**Objective**:
Return the rows between the line holding "Could you find the rocky" and the line holding "0;138;599;400", inclusive, copying them without any change.

========================================

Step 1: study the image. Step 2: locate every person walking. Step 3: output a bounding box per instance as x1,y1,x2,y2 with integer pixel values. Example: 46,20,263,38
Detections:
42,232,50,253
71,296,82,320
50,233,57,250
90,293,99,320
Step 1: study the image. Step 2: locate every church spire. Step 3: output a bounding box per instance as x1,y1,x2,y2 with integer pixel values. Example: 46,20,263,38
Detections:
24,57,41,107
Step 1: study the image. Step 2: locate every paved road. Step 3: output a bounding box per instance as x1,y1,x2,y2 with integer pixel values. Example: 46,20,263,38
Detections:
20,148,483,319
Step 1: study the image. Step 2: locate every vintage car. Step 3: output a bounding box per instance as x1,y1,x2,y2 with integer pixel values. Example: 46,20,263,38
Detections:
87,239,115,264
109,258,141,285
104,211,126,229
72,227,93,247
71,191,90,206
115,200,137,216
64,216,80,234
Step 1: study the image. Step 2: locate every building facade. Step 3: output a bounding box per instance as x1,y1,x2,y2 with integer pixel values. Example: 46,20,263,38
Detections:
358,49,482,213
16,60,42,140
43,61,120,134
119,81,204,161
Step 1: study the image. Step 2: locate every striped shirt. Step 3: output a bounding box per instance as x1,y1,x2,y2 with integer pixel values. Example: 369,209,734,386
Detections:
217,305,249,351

========================================

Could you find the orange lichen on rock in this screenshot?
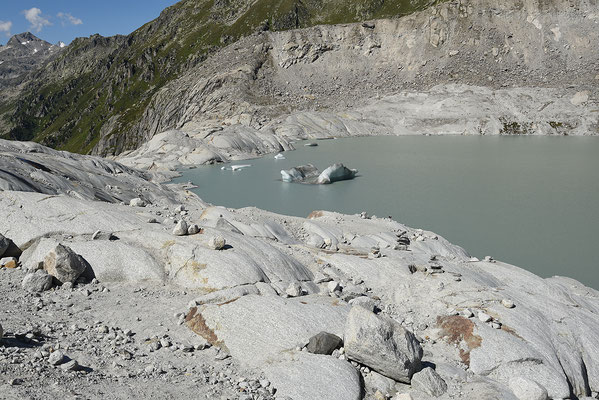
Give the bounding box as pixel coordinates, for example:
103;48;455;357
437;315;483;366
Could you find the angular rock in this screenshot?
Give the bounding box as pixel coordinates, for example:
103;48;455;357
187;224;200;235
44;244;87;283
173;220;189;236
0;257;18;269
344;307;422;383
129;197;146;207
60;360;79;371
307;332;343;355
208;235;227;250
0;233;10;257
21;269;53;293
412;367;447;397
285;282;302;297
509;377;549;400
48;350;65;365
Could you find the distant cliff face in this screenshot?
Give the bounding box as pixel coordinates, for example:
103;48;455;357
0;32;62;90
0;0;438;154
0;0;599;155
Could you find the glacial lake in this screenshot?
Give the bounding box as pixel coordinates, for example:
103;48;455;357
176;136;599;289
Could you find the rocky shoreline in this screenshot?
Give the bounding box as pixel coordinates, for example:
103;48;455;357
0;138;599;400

========================================

**Written reply**:
Could you find the rocky shoreline in this screenshot?
Give the bounding box as pixel coordinates, for example:
103;48;455;357
0;138;599;400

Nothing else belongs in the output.